Document extract:
☆ ☆ ☆ ☆ ☆

Four cylinder engine motorcycle

The CB750 is an air-cooled, transverse, in-line-four-cylinder-engine motorcycles made by Honda over several generations for year models 1969–2008 with an upright, or standard, riding posture. It is often called the original Universal Japanese Motorcycle (UJM) and also is regarded as the first motorcycle to be called a "superbike". The CR750 is the associated works racer.

Though other manufacturers had marketed the transverse, overhead camshaft, inline four-cylinder engine configuration and the layout had been used in racing engines prior to World War II, Honda popularized the configuration with the CB750, and the layout subsequently became the dominant sport bike engine layout.

The CB750 is included in the AMA Motorcycle Hall of Fame Classic Bikes; was named in the Discovery Channel's "Greatest Motorbikes Ever"; was in The Art of the Motorcycle exhibition, and is in the UK National Motor Museum. The Society of Automotive Engineers of Japan, Inc. rates the 1969 CB750 as one of the 240 Landmarks of Japanese Automotive Technology.

Although the CB750 nameplate has carried on throughout multiple generations, the original CB750 line from 1969 to 1983 was succeeded by the CBX750, which used the CB750 designation for several of its derivatives.

==History==
Honda of Japan introduced the CB750 motorcycle to the US and European markets in 1969 after experiencing success with its smaller motorcycles. In the late 1960s Honda motorcycles were, overall, the world's biggest sellers. There were the C100 Cub step-through—the best-selling motorcycle of all time—the C71, C72, C77 and CA77/8 Dreams; and the CB72/77 Super Hawks/Sports. A taste of what was ahead came with the introduction of the revolutionary CB450 DOHC twin-cylinder machine in 1966. Profits from these production bikes financed the successful racing machines of the 1960s, and lessons learned from racing were applied to the CB750. The CB750 was targeted directly at the US market after Honda officials, including founder Soichiro Honda, repeatedly met US dealers and understood the opportunity for a larger bike.

☆ ☆ ☆ ☆ ☆

Information given:
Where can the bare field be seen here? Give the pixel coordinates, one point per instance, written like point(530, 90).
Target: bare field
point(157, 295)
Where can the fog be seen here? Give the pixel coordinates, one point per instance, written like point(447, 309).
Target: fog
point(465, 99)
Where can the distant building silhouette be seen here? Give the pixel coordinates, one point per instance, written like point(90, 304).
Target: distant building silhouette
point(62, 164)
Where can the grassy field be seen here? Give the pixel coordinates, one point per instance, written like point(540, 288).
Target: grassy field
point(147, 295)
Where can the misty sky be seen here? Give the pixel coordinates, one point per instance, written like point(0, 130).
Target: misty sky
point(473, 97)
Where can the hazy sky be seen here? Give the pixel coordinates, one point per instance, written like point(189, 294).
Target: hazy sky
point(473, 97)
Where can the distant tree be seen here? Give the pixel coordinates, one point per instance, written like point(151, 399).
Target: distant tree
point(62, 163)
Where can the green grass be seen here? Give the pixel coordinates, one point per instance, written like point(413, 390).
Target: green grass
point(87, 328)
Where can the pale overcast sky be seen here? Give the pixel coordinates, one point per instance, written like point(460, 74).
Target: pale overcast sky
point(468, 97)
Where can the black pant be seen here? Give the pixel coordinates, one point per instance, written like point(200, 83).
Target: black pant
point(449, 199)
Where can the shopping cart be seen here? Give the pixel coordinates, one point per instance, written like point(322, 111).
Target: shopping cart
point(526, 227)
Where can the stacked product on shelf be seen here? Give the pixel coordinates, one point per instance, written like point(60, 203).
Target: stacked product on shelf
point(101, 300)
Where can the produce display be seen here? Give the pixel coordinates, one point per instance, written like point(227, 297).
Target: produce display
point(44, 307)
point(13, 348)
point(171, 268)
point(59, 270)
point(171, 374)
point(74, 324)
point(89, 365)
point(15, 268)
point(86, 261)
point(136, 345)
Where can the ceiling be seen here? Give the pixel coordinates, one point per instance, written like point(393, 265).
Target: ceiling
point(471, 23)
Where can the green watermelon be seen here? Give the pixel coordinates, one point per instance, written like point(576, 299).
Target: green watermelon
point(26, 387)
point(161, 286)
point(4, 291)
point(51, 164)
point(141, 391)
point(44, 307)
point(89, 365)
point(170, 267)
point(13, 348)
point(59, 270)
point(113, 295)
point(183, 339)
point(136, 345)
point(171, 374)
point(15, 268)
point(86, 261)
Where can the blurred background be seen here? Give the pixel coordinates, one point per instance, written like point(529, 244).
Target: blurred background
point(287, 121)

☆ ☆ ☆ ☆ ☆

To do:
Answer these questions from the Honda CB750 text:
1. Which model succeeded the original 1969–1983 CB750 line?
2. What is the CB750's associated works racer called?
3. Which DOHC twin-cylinder machine did Honda introduce in 1966?

The completed task:
1. The CBX750
2. The CR750
3. The CB450